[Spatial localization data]

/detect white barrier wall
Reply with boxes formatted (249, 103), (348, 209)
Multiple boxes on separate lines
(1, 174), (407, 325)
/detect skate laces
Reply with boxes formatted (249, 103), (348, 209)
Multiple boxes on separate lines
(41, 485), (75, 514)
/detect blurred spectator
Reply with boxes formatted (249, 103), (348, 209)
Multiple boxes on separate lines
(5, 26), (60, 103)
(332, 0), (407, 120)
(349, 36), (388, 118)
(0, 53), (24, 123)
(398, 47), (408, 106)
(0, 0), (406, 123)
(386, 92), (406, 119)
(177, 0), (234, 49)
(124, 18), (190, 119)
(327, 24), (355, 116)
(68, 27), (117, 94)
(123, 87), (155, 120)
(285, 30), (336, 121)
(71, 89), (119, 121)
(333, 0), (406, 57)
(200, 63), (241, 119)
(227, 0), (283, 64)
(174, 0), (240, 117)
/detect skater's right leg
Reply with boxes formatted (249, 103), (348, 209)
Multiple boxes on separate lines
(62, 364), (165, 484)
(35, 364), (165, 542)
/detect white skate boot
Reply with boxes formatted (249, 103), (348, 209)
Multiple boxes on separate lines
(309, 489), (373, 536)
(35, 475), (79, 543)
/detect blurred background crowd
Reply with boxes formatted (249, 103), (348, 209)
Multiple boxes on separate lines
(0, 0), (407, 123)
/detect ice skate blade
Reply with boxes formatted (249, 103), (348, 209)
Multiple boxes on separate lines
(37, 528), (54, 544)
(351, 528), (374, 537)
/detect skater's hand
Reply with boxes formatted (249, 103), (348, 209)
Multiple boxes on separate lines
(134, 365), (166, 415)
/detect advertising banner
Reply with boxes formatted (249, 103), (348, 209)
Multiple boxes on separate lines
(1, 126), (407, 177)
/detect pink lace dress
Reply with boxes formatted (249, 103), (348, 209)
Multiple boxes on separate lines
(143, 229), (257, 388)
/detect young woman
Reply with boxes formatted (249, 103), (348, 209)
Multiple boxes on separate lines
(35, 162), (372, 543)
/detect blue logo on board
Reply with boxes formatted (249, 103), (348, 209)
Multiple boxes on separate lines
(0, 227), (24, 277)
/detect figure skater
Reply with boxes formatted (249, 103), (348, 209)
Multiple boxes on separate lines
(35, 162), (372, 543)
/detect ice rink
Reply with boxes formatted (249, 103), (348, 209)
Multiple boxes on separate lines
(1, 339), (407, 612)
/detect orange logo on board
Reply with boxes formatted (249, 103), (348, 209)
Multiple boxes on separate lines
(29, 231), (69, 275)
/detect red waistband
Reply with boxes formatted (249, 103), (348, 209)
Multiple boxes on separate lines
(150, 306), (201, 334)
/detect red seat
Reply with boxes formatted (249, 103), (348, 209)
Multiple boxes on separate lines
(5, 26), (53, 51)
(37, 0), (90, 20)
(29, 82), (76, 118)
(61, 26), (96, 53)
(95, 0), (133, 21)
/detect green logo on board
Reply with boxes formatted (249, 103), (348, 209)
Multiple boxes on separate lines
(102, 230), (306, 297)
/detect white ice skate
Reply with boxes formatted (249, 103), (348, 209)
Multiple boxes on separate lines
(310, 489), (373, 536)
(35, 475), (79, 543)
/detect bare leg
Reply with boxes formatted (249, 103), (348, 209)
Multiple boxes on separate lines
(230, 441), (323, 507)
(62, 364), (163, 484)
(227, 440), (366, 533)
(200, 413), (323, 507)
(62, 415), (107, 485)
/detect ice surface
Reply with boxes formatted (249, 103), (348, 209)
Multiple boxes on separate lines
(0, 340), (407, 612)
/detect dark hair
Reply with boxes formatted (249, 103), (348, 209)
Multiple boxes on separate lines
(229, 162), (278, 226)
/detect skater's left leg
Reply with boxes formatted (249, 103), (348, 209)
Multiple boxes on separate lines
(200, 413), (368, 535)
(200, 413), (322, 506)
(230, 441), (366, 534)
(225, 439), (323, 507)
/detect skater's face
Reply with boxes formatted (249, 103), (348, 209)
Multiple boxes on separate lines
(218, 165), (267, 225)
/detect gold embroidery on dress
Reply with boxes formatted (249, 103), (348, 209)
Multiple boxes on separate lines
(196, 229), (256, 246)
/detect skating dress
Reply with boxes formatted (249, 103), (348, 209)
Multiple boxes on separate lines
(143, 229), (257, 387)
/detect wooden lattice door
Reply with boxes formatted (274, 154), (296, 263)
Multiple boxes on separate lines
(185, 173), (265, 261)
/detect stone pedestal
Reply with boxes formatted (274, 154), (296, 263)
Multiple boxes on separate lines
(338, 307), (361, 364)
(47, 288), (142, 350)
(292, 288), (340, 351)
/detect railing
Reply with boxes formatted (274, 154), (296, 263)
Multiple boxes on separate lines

WHAT YOU ARE ASKED TO DO - Show a copy of each line from the records above in which the string "logo" occurs.

RESPONSE BELOW -
/detect blue logo on board
/detect orange logo on board
/detect green logo on board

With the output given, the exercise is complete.